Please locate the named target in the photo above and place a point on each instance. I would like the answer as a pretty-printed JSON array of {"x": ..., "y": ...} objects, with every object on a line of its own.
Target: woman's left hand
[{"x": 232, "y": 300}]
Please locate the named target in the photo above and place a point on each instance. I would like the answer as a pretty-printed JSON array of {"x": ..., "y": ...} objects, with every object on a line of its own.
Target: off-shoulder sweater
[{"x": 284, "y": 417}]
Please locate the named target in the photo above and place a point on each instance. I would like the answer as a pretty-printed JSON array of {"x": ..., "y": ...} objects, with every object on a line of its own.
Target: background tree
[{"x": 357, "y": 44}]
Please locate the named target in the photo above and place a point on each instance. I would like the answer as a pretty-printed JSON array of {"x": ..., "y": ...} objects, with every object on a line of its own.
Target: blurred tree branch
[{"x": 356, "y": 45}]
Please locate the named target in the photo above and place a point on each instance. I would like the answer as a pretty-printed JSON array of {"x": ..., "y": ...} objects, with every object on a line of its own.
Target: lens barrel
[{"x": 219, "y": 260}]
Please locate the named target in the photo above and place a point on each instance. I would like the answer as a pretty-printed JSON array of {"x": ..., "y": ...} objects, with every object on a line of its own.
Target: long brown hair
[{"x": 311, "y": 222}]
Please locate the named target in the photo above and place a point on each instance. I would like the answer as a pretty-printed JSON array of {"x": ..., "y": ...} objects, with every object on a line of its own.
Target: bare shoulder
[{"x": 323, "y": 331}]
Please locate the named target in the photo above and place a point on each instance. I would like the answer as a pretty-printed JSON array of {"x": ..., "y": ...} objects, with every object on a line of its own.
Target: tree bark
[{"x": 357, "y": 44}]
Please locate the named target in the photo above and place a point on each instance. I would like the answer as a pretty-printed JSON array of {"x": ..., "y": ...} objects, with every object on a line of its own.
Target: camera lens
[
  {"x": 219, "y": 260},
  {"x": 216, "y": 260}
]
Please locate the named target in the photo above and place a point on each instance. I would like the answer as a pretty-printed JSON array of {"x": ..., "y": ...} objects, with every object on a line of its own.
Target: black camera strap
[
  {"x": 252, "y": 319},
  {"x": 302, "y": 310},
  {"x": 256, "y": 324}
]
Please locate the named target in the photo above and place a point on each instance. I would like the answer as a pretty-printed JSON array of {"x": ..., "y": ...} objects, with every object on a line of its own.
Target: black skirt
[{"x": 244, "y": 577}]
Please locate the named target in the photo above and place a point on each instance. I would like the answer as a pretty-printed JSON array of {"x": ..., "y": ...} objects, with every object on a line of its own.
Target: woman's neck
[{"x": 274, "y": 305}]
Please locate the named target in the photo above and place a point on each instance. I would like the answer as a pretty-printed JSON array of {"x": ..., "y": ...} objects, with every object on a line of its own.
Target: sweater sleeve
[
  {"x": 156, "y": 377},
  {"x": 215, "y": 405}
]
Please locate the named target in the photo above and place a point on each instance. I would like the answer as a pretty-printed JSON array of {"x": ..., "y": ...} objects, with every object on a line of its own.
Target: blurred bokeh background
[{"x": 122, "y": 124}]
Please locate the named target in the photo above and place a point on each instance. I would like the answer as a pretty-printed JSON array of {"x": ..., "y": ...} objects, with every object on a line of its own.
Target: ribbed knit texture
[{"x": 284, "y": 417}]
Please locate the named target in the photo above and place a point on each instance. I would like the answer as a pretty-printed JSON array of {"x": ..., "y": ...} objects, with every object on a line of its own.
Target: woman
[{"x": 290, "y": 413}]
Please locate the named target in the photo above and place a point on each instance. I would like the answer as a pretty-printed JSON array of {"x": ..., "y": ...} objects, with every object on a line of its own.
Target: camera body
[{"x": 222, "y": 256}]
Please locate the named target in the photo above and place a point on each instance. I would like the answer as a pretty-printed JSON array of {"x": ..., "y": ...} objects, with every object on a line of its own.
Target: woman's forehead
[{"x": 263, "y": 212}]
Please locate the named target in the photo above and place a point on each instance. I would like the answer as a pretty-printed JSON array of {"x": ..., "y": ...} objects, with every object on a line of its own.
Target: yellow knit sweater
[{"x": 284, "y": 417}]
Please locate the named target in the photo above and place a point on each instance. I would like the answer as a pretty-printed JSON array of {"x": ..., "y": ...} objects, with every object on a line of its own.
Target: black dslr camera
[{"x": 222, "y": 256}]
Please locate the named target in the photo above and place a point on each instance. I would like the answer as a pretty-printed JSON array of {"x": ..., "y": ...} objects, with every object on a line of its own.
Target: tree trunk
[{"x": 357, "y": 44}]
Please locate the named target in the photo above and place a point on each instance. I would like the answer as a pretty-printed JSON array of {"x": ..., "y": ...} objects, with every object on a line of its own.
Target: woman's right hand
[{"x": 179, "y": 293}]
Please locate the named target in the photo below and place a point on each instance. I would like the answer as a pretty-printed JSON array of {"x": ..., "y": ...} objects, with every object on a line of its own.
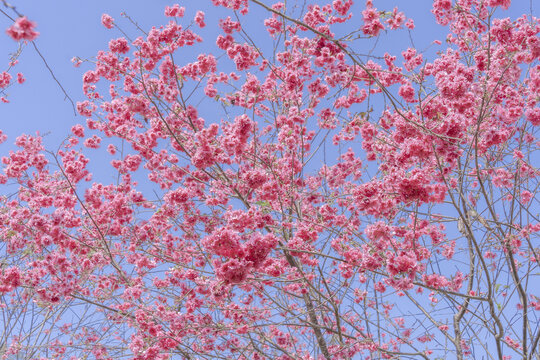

* * *

Report every line of the records above that contains the word "shoulder", matching case exactly.

Target: off-shoulder sweater
Target: bare shoulder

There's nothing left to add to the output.